Selected extract
Start
In recognition and celebration of Halloween... BOO! :)

In recognition and celebration of being an American... VOTE!

That’s all I wanted to say. Bye.

No, no, no, I’m kidding. Have you ever known me to be a woman of few words? I rest my case. :)

Before I begin, will you please share the address for this EP eJournal with your friends with families? It’s time to grow again, and I need your help... again. Thank you very much.

By this time in the school year, parents and children are again used to the shlepping back and forth to school, practice, games, and activities. Routines for homework, mealtime, bedtime are in place. But here’s the question: Have you found, carved, chopped out the most important time... Down Time, Family Time, Together Time?

You did so well during summer, taking time to play. Please, oh, please, no matter what, don’t forget how important these Fun Times are to your family.

No, of course I’m not scolding. You’re too old to scold, being a grown up person. I’m just encouraging... firmly. :) Yes, the mother in me lives!

I remember well, how challenging were all those routines. Five children in two or three schools, with two outside activities each, and don’t you know, having raised individuals, rather than cookie cutter kids, they all, for the most part, chose different activities. Ah, the bane of doing it right, eh? But, oh, dear parent, you’ll never regret the work, the joy, the pay off... well-rounded human persons! Even working fulltime, going to night school and being Little Mrs.Homemaker, I juggled all of it. I have confidence that you can do it, too.

And if you need to vent or have a confounding challenge, then you have me, right? Right! I’m always available for you, dear one. Always.

I’m still in Minnesota. I’ll be driving south on Tuesday so "travel" along with me so I’ll arrive safely, please. It’s in the 20s this morning. Oh, dear, I think I may have stayed too long at the fair. But I’m staying warm so no worries.
End
Work to do
[A] Answer each question from the eJournal letter, one per line:
(i) How many children did the writer raise?
(ii) Which state is the writer still in?
(iii) On what day will the writer drive south?
[B] Reproduce the eJournal letter word for word from "In recognition and celebration of Halloween..." to "to your family.".
[C] Write a continuation of the eJournal letter, starting after its final sentence.

Recorded data
Start
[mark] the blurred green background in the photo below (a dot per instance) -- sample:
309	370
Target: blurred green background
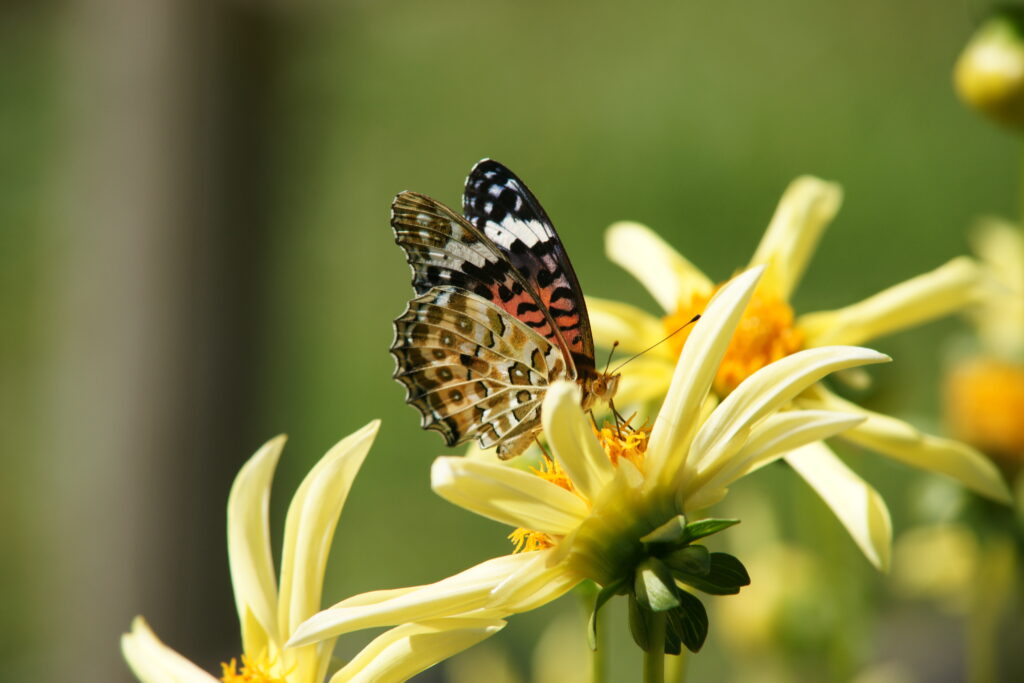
195	256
End
Task answers
[A]
(i) Five
(ii) Minnesota
(iii) Tuesday

[B]
In recognition and celebration of Halloween... BOO! :)

In recognition and celebration of being an American... VOTE!

That’s all I wanted to say. Bye.

No, no, no, I’m kidding. Have you ever known me to be a woman of few words? I rest my case. :)

Before I begin, will you please share the address for this EP eJournal with your friends with families? It’s time to grow again, and I need your help... again. Thank you very much.

By this time in the school year, parents and children are again used to the shlepping back and forth to school, practice, games, and activities. Routines for homework, mealtime, bedtime are in place. But here’s the question: Have you found, carved, chopped out the most important time... Down Time, Family Time, Together Time?

You did so well during summer, taking time to play. Please, oh, please, no matter what, don’t forget how important these Fun Times are to your family.

[C]
I’ve had a productive summer, in addition to boating and fishing. I completed three new books. Go have a look, please. All are romances. Here are the links to two of them. Number three will be published shortly. I love the covers! The stories will entertain you, too.

SOLAR SIZZLE and EBON’S MATE
http://joanbramsch.com/store/romancebooks.shtml

PELE’S FIRE is coming soon. This one is a single title, woman in jeopardy mystery in Hawaii, where else? Note: This Pele doesn’t kick a soccer ball, she lives in active volcanoes.

I’ve found some really helpful materials for this EP eJournal issue. And, of course, some fun.

So let’s get on with it. But, before we do, I want you to remember this:

I value you, right here, right now, in all you do for your family... and for yourself. Don’t forget you. You are as important as the other members of your family, you know? So this is your reminder. :)

Love, Joan

p.s. The basis for real fun is Trust.
> Trust that the other one won't laugh AT us, but with us.
> Trust that we can act the fool and they will love us for it.
> Trust that they will join in and act just as silly as us..or
> Trust that they are having the time of their lives because we are having fun.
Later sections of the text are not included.